▶ Written instruction
Reproduce the material from the line containing "of the moored" through the line containing "point(736, 680)", requests included, and add 137 to every coordinate of the answer points, leaving the sample points after each request unchanged.

▶ Provided entries
┄┄┄┄┄┄┄┄┄┄┄┄┄┄┄┄┄┄┄┄

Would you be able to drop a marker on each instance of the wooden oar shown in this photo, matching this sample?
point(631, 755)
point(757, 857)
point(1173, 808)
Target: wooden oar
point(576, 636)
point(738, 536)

┄┄┄┄┄┄┄┄┄┄┄┄┄┄┄┄┄┄┄┄

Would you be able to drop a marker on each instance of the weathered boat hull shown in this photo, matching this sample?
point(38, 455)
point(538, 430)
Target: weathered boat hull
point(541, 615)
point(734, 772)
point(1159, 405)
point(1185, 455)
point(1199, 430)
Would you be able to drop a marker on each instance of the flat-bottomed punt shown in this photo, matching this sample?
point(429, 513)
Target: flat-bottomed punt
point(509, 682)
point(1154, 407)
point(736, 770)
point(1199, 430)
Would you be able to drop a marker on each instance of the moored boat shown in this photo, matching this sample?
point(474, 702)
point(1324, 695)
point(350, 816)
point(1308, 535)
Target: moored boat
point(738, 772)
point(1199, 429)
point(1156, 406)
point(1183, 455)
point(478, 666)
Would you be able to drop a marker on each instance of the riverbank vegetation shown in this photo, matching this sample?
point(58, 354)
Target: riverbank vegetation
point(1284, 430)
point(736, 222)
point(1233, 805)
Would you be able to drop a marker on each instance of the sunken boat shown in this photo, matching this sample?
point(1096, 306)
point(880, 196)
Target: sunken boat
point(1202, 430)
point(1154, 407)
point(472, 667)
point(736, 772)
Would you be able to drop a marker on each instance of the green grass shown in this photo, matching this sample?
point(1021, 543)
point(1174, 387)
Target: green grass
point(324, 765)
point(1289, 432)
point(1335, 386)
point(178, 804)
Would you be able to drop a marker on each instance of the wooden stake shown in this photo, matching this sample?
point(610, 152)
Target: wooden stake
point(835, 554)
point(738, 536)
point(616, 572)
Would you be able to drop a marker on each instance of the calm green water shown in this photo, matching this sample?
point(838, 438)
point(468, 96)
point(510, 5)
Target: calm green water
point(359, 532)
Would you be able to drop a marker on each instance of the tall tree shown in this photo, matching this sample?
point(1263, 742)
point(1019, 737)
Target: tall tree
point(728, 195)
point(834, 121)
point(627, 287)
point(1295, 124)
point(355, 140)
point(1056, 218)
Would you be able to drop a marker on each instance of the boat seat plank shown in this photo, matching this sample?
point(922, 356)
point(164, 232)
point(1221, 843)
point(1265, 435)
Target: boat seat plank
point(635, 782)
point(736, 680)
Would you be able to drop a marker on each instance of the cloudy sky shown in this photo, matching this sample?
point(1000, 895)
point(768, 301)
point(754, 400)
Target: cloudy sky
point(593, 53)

┄┄┄┄┄┄┄┄┄┄┄┄┄┄┄┄┄┄┄┄

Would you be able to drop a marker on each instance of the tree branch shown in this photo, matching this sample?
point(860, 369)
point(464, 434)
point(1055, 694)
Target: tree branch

┄┄┄┄┄┄┄┄┄┄┄┄┄┄┄┄┄┄┄┄

▶ Output for this task
Would you be able to drop a marker on each instance of the moored boat shown in this photo, matching this sample?
point(474, 702)
point(1324, 695)
point(350, 816)
point(1308, 535)
Target: moored boat
point(875, 909)
point(1336, 566)
point(1293, 543)
point(1320, 592)
point(615, 803)
Would you be able to drop a marker on each instance of the riverbank vegetation shown in this photo, matching this sample?
point(58, 354)
Target: riverbank vegetation
point(1421, 567)
point(873, 359)
point(1370, 942)
Would you be able to drop a marker on each instance of the sunken boat shown in this photo, matching this sample?
point(1096, 306)
point(880, 196)
Target: sunken boat
point(1339, 567)
point(1291, 544)
point(609, 804)
point(873, 909)
Would you be able to drop a marker on each instance of the green grass shown in this photo, matching this sample?
point(1021, 543)
point(1174, 387)
Target: green grass
point(461, 902)
point(1426, 569)
point(1472, 523)
point(315, 941)
Would you be able to drop a marker on each instance of the wooden stake shown in this photo, matching this sample?
point(610, 152)
Target: wooden stake
point(972, 691)
point(875, 673)
point(753, 709)
Would you be able to drop a marker on each instance of the calm green water shown in this photo, matching this sample?
point(838, 438)
point(468, 96)
point(510, 5)
Target: calm green water
point(496, 669)
Would you be able to drop a marker on each instance of the tall tree shown in this photo, matching this sample?
point(1263, 742)
point(1019, 737)
Target: tall tree
point(865, 332)
point(971, 258)
point(764, 424)
point(1432, 261)
point(492, 277)
point(1193, 355)
Would you be able to drop a marker on each instance of the boat seat plank shown in this photo, matching this sample?
point(922, 356)
point(164, 232)
point(1221, 843)
point(1265, 435)
Target: boat seat plank
point(772, 919)
point(873, 817)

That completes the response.